> _SOURCE EXTRACT_:
[Begin]

October 24, 2010

Bring out your junk and we'll give it a home



Back when I first heard the album Icky Thump a few years ago, Rag and Bone was one of the songs that hinted to me that there was something about The White Stripes that I should be paying attention to. For whatever reason, the album as a whole didn't reach out and shake me up at the time, but earlier this year the switch finally flipped and the lightbulb came on.  Months after diving into Jack's extensive catalog of music, this tune's still one of my favorites, a raucous gem of subtly clever humor. Behind that charmingly lively repartee lies a metaphor for the way in which Jack and Meg created the magic of the Stripes-- by taking what they perceived as cast-off musical styles and making something beautiful out of them.  In a twist on the old rag-and-bone men of England, they took everything from blues to garage/punk to Scottish reels and more, and produced an amazing amalgamation that still leaves fans staggered even though it's been years since the band's last performance together.

This song came to mind today because I spent the afternoon wandering old trash piles out in the woods and reflecting on the different tack that nature takes with our discarded junk.  Many of the parks and wildlife management areas in Maryland consist of land that was once settled and farmed.  Seeing as how farms are spread out and separated by fields, there were no communal public garbage dumps in those days, so each farmhouse had its own dumping place tucked off in a corner of the property.  As this land was sold off to the DNR and M-NCPPC, no one went out to clean up, which means you never know what you might find as you come around the bend of a trail in some seemingly untouched natural area. 

So I headed out to one of these places today, one that used to have a dirt and gravel mud-pit for parking, but that now has a paved lot with designated spaces and that gets a lot more use as a result.  With more people tromping the trails, there's more recent garbage.  I tsk'd a few times at the sight of a plastic water bottle here, a Red Bull or Coors can there.  Funny, then, how a hundred or more mossy old bottles and rusty pails and tubs strewn through the undergrowth can be such a source of delight.  It's the sense of discovery, I guess, and the wondering about the lives of the people who left this detritus so many years ago.  The first dumping ground along the trail seems to be the oldest, consisting mostly of brown bottles and clear glass jugs and jars of various shapes and sizes.  In one spot, in between the roots of a beech tree, I found the necks of three root beer-colored bottles seemingly growing out of the earth.  And here and there I'd kick up the symbol of a feminine spirit, in the form of thicker white glass cosmetics jars.

[End]

> _ENTRIES SUPPLIED_:
[Begin]

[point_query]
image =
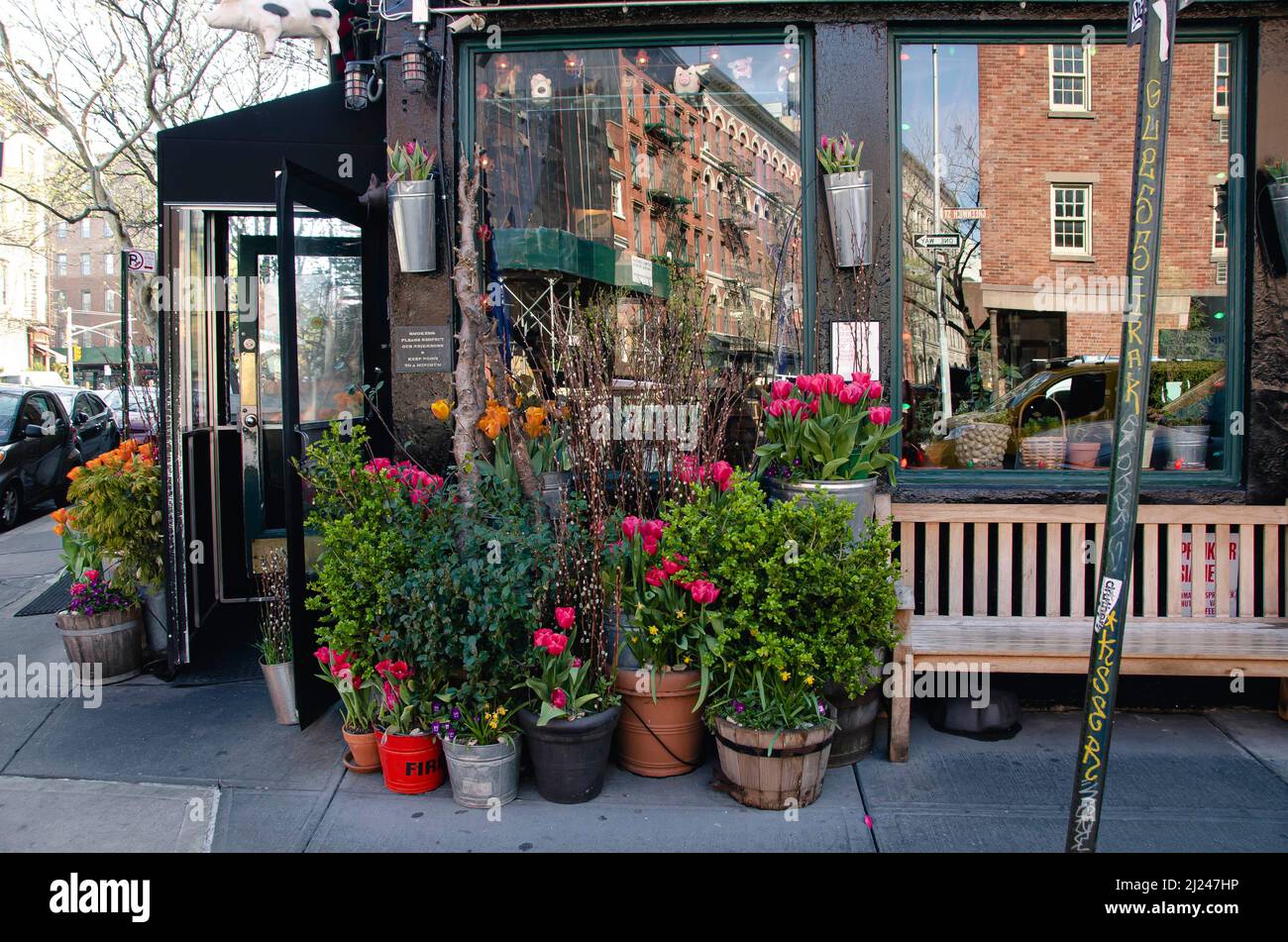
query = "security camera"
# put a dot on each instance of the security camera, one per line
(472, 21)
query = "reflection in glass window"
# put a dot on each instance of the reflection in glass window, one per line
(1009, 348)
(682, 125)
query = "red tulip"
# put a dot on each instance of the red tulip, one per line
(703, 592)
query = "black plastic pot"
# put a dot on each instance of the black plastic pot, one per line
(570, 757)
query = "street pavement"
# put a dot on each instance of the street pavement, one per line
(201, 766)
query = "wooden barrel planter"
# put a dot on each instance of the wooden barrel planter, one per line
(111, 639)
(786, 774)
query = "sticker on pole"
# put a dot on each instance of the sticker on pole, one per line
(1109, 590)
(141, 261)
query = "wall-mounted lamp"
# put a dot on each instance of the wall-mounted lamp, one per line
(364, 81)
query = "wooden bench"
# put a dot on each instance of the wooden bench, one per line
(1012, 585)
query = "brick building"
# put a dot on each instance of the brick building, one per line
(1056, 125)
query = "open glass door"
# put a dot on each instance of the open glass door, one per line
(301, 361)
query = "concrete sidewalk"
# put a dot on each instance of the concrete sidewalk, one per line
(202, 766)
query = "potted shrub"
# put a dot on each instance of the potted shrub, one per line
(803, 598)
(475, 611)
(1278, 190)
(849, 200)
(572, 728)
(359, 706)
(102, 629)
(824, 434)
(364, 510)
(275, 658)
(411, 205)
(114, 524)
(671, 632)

[End]

> _TASKS TO COMPLETE_:
[A] From the blog post on "Rag and Bone" and old woodland dumps, extract the passage that begins at the words "This song came" and stops after "untouched natural area.", copying it word for word.
[B] Continue the blog post on "Rag and Bone" and old woodland dumps, starting right after its last sentence.

> _ANSWERS BELOW_:
[A]
This song came to mind today because I spent the afternoon wandering old trash piles out in the woods and reflecting on the different tack that nature takes with our discarded junk.  Many of the parks and wildlife management areas in Maryland consist of land that was once settled and farmed.  Seeing as how farms are spread out and separated by fields, there were no communal public garbage dumps in those days, so each farmhouse had its own dumping place tucked off in a corner of the property.  As this land was sold off to the DNR and M-NCPPC, no one went out to clean up, which means you never know what you might find as you come around the bend of a trail in some seemingly untouched natural area.

[B]
Farther back in the woods, past the caved-in remains of what seems to have been a coal kiln, is an apparently more recent trash heap, at which there are fewer bottles and an abundance of faded Colt 45 cans, along with rusted water heaters and bed frames, and moldering pieces of what used to be clothing.  It's obvious that a few more decades will leave this pile looking more like the other, as the old appliances decay, the cans settle into the dirt and leaves, and the undergrowth takes over.

Up the hill and around the bend, I came face to face with a beautiful box turtle crawling through the pine needles in what's left of the foundation of a house.  The turtle looked fresh and new, with gorgeous golden markings against the deep brown background of its shell, the light yellowy-orange skin of its neck and legs, and the fierce, darker orange of its eyes.  All that's left of the house are scattered chunks of brick and cinder-block, and two vine-covered cement steps.

While someone like Jack White or the old English rag-and-bone men might take abandoned stuff and turn it into something new, nature indifferently treats these items as the inanimate objects that they are.  Instead of being given a continued life, they're taken over by the cycle of life around them, by the earth, trees, vines and shoots that break through, cover, and consume them.  They're dissolved and absorbed, and the world goes on.  It's an interesting and humbling lesson.   


A couple of things I rescued. The bottom of the brown bottle is embossed with a design patent number and "La Choy Food Products Archbold Ohio". The jar has a Grecian key pattern about its middle and the single word, "Woodbury", on its base. I've no plans to create anything out of either of them, they're lovely and interesting as they are.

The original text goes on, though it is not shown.